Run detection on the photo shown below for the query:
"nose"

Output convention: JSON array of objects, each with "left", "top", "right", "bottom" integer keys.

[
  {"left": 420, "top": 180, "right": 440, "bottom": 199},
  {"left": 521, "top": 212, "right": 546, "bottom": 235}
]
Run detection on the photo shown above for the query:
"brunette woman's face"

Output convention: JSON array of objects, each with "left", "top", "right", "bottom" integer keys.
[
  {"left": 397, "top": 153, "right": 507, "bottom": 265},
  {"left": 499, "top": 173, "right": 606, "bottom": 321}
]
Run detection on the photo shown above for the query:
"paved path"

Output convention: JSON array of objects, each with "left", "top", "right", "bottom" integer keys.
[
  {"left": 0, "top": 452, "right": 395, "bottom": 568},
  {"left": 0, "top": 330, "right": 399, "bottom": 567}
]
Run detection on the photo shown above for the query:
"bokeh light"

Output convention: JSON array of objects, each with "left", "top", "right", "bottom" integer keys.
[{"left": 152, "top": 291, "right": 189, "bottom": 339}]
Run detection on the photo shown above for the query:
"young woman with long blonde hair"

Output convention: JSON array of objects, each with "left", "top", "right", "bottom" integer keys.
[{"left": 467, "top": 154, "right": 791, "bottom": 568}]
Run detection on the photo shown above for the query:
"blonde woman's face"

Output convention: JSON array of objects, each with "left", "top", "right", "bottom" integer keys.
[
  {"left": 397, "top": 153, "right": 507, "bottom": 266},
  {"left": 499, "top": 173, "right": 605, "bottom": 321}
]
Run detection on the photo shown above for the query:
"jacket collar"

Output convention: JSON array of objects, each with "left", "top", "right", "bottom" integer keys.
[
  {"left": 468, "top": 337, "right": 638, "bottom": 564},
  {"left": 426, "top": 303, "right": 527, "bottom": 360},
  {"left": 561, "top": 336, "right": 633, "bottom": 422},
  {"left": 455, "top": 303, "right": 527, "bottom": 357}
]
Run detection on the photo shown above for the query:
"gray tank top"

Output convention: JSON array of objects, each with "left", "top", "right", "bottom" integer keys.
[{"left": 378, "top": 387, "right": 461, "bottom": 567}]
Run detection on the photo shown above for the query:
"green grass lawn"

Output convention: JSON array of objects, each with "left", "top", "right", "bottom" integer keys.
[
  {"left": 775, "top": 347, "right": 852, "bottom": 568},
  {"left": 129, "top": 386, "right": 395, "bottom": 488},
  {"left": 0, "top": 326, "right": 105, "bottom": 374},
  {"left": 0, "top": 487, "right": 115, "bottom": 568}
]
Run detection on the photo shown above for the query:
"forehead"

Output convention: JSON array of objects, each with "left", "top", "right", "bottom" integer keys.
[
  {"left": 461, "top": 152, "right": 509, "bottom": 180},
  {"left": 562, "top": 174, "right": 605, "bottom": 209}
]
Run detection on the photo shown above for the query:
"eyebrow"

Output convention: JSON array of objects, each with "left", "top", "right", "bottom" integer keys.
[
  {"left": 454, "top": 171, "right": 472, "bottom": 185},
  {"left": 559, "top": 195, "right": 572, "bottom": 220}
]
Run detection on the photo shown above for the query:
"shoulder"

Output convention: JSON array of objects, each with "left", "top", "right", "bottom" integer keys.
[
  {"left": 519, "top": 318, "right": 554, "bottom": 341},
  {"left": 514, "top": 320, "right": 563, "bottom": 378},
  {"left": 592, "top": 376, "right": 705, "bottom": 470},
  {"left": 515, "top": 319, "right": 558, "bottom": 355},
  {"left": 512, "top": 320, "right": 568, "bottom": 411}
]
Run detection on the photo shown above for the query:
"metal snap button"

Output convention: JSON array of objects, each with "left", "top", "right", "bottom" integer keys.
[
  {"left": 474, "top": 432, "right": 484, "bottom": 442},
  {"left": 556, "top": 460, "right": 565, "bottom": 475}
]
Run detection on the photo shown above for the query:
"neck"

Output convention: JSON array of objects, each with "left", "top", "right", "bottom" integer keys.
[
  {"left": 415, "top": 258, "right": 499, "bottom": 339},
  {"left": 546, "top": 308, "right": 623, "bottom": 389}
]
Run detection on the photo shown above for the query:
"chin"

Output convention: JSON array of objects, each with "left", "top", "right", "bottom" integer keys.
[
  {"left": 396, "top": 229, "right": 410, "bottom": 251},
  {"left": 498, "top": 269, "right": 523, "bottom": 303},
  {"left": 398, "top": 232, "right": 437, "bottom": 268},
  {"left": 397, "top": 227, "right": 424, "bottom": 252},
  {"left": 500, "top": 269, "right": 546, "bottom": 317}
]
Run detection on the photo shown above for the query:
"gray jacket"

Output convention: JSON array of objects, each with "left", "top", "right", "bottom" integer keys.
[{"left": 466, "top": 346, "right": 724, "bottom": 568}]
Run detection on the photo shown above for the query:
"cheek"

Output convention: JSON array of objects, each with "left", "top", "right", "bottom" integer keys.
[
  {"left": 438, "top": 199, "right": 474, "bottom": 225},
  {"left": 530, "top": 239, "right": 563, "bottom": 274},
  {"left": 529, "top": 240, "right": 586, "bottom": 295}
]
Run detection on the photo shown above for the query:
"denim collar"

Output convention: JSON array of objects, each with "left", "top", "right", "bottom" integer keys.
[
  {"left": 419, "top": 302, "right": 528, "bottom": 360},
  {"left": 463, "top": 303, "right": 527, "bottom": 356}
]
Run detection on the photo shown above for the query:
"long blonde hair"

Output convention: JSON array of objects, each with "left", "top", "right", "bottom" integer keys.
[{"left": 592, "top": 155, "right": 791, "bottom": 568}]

◇ ◇ ◇

* **THE TASK**
The expected answer is a copy of each line in the records that holds the word "long".

* **TASK SOLUTION**
"young woman with long blonde hair"
"long blonde hair"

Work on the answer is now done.